What’s the difference between a standard and a skill set—and why does it matter? Today on Home School Heartbeat, education expert Dr. Sandra Stotsky shows how the Common Core gets this wrong, and how that mistake hurts its students.

Mike Farris: My guest today is Dr. Sandra Stotsky. She is professor emerita of Education Reform at the University of Arkansas, and she’s a nationally recognized expert on education. Sandra, welcome to the program.

Sandra: Thank you very much for inviting me.

Mike: You’ve spent a lot of time evaluating the Common Core standards. How do they measure up to your idea of a good curriculum?

Sandra: I have been writing for about six years indicating all the ways in which they do not measure up very well. They are standards, and they are not curriculum—but they do certainly guide what teachers will develop as a curriculum.

Common Core standards in English are for the most part empty skill sets. And in mathematics they have a lot of missing, delayed, or muddled standards, as my mathematician friend Professor Milgram at Stanford has indicated.

Mike: Can you give us an example of one of those inadequacies that you found?

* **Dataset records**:
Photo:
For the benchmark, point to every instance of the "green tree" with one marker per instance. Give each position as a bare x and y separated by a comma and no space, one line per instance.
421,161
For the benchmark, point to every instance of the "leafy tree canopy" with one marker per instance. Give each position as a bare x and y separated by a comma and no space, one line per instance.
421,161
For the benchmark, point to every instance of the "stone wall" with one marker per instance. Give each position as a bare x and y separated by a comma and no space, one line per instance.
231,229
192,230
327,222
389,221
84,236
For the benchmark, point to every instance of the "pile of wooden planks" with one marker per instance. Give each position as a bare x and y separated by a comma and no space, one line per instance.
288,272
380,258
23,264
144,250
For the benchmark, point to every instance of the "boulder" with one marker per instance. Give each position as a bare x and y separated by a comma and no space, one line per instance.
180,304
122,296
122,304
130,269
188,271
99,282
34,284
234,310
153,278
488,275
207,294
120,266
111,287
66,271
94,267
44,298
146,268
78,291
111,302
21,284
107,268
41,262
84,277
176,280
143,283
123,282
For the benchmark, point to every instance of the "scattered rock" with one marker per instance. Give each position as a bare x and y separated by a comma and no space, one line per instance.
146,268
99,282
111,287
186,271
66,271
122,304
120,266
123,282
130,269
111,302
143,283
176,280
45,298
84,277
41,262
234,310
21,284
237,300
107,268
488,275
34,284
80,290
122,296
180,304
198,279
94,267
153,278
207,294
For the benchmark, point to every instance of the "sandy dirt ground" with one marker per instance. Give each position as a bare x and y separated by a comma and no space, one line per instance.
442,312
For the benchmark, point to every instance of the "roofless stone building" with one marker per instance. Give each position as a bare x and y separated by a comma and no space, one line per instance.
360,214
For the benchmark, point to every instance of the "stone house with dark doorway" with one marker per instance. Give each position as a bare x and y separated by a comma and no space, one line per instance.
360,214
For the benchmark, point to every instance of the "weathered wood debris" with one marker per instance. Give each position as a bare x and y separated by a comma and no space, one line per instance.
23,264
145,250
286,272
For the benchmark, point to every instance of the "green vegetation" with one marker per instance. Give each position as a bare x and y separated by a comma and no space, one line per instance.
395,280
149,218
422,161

* **Set task A**:
Return the interview excerpt on the Common Core standards in full, word for word.
* **Set task B**:
Collect every line of the entries that includes the string "stone", matching case exactly.
These entries are unrelated to the interview excerpt.

* **Correct result A**:
What’s the difference between a standard and a skill set—and why does it matter? Today on Home School Heartbeat, education expert Dr. Sandra Stotsky shows how the Common Core gets this wrong, and how that mistake hurts its students.

Mike Farris: My guest today is Dr. Sandra Stotsky. She is professor emerita of Education Reform at the University of Arkansas, and she’s a nationally recognized expert on education. Sandra, welcome to the program.

Sandra: Thank you very much for inviting me.

Mike: You’ve spent a lot of time evaluating the Common Core standards. How do they measure up to your idea of a good curriculum?

Sandra: I have been writing for about six years indicating all the ways in which they do not measure up very well. They are standards, and they are not curriculum—but they do certainly guide what teachers will develop as a curriculum.

Common Core standards in English are for the most part empty skill sets. And in mathematics they have a lot of missing, delayed, or muddled standards, as my mathematician friend Professor Milgram at Stanford has indicated.

Mike: Can you give us an example of one of those inadequacies that you found?

* **Correct result B**:
For the benchmark, point to every instance of the "stone wall" with one marker per instance. Give each position as a bare x and y separated by a comma and no space, one line per instance.
For the benchmark, point to every instance of the "roofless stone building" with one marker per instance. Give each position as a bare x and y separated by a comma and no space, one line per instance.
For the benchmark, point to every instance of the "stone house with dark doorway" with one marker per instance. Give each position as a bare x and y separated by a comma and no space, one line per instance.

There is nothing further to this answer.